Required action
Among the entries below, only the lines from the one with "Identify the pedestrian" through the one with "Identify the bird's" are wanted, reproduced exactly. Pictures are not wanted.

Records for this task
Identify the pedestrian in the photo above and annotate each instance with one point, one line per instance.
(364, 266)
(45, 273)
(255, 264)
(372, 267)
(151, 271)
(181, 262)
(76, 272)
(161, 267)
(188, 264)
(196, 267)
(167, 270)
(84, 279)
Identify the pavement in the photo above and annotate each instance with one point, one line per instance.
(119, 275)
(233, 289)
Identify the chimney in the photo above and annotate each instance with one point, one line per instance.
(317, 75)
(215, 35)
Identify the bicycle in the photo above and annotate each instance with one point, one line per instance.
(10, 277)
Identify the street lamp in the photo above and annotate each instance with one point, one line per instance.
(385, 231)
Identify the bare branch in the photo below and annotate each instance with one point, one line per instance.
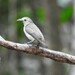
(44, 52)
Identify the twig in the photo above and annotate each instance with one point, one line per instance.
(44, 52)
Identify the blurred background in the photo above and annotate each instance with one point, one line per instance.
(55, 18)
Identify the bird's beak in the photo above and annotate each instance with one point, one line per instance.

...

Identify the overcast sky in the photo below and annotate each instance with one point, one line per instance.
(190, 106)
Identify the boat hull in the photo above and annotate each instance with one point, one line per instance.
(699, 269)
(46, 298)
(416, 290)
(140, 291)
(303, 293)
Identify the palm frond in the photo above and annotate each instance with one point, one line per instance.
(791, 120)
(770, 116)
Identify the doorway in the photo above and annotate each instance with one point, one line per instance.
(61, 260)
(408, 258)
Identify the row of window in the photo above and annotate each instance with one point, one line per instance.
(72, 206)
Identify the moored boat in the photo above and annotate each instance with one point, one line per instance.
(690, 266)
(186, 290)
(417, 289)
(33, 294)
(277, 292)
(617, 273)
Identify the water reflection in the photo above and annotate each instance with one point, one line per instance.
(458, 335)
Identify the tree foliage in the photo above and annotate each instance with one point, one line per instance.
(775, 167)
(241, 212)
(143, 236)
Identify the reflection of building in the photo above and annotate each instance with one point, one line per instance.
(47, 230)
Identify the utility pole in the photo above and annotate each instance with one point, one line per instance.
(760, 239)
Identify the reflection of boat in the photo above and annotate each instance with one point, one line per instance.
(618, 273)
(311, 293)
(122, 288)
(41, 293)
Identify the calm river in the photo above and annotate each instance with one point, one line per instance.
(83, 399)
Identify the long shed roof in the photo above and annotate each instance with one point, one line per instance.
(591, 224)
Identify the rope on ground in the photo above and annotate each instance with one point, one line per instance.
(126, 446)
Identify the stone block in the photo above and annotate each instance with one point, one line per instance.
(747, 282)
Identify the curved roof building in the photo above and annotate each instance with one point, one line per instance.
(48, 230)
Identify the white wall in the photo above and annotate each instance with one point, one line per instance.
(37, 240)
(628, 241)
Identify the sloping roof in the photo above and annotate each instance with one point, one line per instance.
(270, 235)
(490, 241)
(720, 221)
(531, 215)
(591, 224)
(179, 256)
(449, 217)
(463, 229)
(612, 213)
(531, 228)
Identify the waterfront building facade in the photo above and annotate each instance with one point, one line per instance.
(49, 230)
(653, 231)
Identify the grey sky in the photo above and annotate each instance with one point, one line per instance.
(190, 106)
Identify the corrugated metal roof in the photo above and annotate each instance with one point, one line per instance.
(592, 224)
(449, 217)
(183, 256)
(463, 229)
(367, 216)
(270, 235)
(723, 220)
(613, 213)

Answer area
Identify the pedestrian in the photo above and annotate each instance with one point, one line per instance.
(364, 266)
(45, 273)
(255, 264)
(372, 267)
(151, 271)
(181, 262)
(76, 272)
(161, 267)
(188, 264)
(196, 267)
(167, 270)
(84, 279)
Identify the pavement in the photo above and annotate each instance with one point, one line per instance.
(119, 275)
(233, 289)
Identify the chimney in the photo above and annotate each instance with one point, one line per instance.
(317, 75)
(215, 35)
Identify the bicycle in the photo above and annotate each instance with one point, one line per instance.
(10, 277)
Identify the street lamp in the photo above and annotate each instance with one point, one line per instance.
(385, 231)
Identify the bare branch in the photo below and annotate each instance with one point, one line per instance.
(44, 52)
Identify the twig in the photo above and annotate each instance with one point, one line per instance.
(44, 52)
Identify the blurred background in the photo above and annotate each instance with one point, one line per instance.
(55, 18)
Identify the bird's beak in the photo above and annotate each instance with one point, one line per instance.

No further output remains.